God willing, I will continue to obey in the future when finances get rocky again because they will. And I do not expect to get wealthy. No matter that I tithe, my fixed income will never make that possible. But I can find purpose and growing faith in believing I am just a steward of what is essentially God's money. 

Maybe ten percent is too hard a reach for now. This entry is NOT intended to shame or induce guilt or place pressure. God doesn't do that. Start where you are and give two percent, or five percent, and work your way toward ten. Giving will be rewarded. And pray for peace in the face of a mountain of debt. God understands and will comfort you as he gives you wisdom on how to get out from under it. 

God wants you to be free from the pressures the world experiences. Test him and see. Most of all always be in debt to love. Time, which includes intersession in prayer for others, and talent given in love is a sweet fragrance to God and will not be overlooked by him. 

Monday, April 3, 2023

Bending With God

 Many of you know I have suffered from chronic insomnia for years, but there have been times when it's been extraordinarily difficult. About eight years ago it got so bad that I was hospitalized for a week while they tried to figure out a solution. A new drug helped but caused severe weight gain. I've been on a mix of various drugs since. They all eventually stop working, so I've had to rotate medications. And down through the years, I've wrestled with God over this and so have loved ones on my behalf.

Recently, it's gotten quite bad again. Nothing has worked. I have been sleep deprived for several weeks which was the limit before I began hallucinating from no sleep. I have no idea how I am still functioning, but I am. Sometimes I feel so exhausted and my thinking becomes muddled yet I'm still going.

---

Prompt A – In the passage, how long was the writer hospitalized for insomnia about eight years ago?
Prompt B – Quote the passage word for word, everything from "Maybe ten percent" down to "from under it.".

---

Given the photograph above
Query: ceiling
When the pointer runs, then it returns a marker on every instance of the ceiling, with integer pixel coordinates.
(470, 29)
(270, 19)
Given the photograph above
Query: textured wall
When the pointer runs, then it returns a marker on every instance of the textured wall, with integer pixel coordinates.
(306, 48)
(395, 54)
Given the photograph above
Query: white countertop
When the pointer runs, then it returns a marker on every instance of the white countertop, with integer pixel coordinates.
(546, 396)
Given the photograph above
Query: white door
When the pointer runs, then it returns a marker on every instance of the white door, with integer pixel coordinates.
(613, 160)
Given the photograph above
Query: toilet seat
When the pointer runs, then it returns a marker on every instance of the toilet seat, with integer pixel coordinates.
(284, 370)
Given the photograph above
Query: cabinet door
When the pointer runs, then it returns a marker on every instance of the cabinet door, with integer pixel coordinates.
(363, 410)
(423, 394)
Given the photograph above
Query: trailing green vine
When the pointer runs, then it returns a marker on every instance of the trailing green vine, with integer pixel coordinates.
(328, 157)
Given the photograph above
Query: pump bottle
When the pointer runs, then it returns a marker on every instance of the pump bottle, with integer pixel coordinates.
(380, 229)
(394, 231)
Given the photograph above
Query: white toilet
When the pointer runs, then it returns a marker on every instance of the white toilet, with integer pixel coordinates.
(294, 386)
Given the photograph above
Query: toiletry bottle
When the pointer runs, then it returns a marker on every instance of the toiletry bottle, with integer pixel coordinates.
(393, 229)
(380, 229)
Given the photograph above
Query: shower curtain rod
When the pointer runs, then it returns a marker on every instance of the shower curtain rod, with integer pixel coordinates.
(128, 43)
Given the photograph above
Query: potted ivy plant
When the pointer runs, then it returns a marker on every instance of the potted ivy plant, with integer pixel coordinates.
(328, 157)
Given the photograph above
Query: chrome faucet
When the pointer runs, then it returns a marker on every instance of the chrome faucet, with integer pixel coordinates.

---

Final answer A – A week.

Final answer B –
Maybe ten percent is too hard a reach for now. This entry is NOT intended to shame or induce guilt or place pressure. God doesn't do that. Start where you are and give two percent, or five percent, and work your way toward ten. Giving will be rewarded. And pray for peace in the face of a mountain of debt. God understands and will comfort you as he gives you wisdom on how to get out from under it.